Problem requirements
Count the lines in the items below that contain the string "grass", matching case exactly, and reply with the number alone.

Bounding-box records
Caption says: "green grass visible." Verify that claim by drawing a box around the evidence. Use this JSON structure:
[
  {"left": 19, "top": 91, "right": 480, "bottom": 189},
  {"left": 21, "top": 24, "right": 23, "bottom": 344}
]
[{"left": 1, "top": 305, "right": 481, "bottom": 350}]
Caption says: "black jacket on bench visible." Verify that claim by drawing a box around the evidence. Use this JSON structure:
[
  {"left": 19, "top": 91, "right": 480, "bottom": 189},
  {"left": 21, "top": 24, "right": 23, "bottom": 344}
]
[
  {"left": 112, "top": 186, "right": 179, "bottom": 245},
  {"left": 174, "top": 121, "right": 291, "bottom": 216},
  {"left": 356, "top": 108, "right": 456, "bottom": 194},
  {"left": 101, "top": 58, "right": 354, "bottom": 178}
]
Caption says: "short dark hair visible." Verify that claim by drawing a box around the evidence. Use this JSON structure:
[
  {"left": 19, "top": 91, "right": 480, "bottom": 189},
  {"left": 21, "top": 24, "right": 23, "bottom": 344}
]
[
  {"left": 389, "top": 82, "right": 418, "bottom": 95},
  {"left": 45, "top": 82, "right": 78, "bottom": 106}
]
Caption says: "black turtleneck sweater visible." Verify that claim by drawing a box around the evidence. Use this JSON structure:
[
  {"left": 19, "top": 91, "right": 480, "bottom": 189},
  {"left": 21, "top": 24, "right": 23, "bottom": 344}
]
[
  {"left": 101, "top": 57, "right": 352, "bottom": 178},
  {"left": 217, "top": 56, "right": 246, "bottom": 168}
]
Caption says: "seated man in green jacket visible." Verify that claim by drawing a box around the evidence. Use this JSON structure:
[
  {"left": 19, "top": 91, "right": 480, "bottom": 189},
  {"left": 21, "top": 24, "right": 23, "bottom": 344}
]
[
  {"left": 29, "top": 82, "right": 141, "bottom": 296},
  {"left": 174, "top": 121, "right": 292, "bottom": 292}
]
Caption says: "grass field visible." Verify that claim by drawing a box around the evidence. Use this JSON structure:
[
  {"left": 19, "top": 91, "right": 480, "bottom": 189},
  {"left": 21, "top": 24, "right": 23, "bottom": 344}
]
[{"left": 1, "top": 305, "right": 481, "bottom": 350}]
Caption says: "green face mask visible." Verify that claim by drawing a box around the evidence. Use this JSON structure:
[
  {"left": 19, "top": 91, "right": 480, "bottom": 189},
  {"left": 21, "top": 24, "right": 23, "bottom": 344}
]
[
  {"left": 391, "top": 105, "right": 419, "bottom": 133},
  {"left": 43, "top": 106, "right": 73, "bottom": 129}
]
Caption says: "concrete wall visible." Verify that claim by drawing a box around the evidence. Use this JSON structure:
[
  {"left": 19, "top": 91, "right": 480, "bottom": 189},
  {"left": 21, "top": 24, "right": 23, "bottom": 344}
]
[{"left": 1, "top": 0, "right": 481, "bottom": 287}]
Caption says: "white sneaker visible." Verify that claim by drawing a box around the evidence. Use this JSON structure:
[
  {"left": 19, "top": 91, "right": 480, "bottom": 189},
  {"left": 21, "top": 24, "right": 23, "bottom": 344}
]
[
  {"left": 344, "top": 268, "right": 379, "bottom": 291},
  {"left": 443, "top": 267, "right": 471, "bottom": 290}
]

==

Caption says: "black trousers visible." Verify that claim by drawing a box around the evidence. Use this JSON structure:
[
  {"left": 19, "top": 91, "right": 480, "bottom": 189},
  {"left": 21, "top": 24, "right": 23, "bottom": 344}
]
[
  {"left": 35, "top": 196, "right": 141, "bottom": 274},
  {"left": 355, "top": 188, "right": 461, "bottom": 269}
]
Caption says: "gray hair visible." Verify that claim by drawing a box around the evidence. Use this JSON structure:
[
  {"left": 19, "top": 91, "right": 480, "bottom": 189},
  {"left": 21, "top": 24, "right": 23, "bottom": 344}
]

Expected answer
2